> Request: Extract every line of the material below and reproduce each one verbatim, keeping the original order and changing no characters.

Start of Task input

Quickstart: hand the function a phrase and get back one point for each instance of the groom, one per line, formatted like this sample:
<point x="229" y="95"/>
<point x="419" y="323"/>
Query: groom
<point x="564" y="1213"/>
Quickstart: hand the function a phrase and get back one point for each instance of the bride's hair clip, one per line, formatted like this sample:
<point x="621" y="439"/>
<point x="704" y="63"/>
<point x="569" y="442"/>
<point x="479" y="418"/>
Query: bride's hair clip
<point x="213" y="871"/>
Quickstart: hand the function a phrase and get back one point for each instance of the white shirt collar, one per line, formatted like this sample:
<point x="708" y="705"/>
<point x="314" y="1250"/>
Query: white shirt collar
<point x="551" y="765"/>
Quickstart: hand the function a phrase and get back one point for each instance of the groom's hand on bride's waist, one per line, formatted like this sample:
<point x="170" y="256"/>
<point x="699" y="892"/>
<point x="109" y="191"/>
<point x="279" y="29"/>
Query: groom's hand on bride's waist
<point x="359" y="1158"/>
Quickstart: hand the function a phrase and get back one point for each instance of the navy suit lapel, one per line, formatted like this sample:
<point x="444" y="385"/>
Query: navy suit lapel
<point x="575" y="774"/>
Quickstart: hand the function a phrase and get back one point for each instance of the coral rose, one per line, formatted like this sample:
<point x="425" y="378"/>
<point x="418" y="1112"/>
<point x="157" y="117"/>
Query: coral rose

End of Task input

> Correct output:
Quickstart: hand the function a phrase and get back one point for each instance of the groom, one per line, formatted like this sample:
<point x="229" y="95"/>
<point x="419" y="323"/>
Query: groom
<point x="564" y="1213"/>
Quickstart: hand the function a phrase and get back one point for each instance of the bride's hair clip, one per line, formatted like this sample:
<point x="621" y="439"/>
<point x="704" y="63"/>
<point x="569" y="442"/>
<point x="479" y="418"/>
Query: bride's hair clip
<point x="213" y="871"/>
Quickstart: hand the function a phrase and get back one point for each instance of the white shirt collar, one per line, formatted like this sample:
<point x="708" y="705"/>
<point x="314" y="1250"/>
Query: white shirt collar
<point x="551" y="765"/>
Quickstart: hand the function a phrase and get back one point for each instance of the groom's hand on bride's waist, one per line, formatted like this sample:
<point x="170" y="256"/>
<point x="699" y="892"/>
<point x="109" y="191"/>
<point x="279" y="29"/>
Query: groom's hand on bride's waist
<point x="359" y="1158"/>
Quickstart: hand the function a phrase and get back one point for each instance of the navy suit lapel, one per line, formatted like this sample:
<point x="444" y="385"/>
Query: navy suit lapel
<point x="575" y="774"/>
Quickstart: hand the function a phrase and get back one point for each instance of the coral rose, one per line, formatted like this sample:
<point x="425" y="378"/>
<point x="418" y="1112"/>
<point x="157" y="117"/>
Query: coral rose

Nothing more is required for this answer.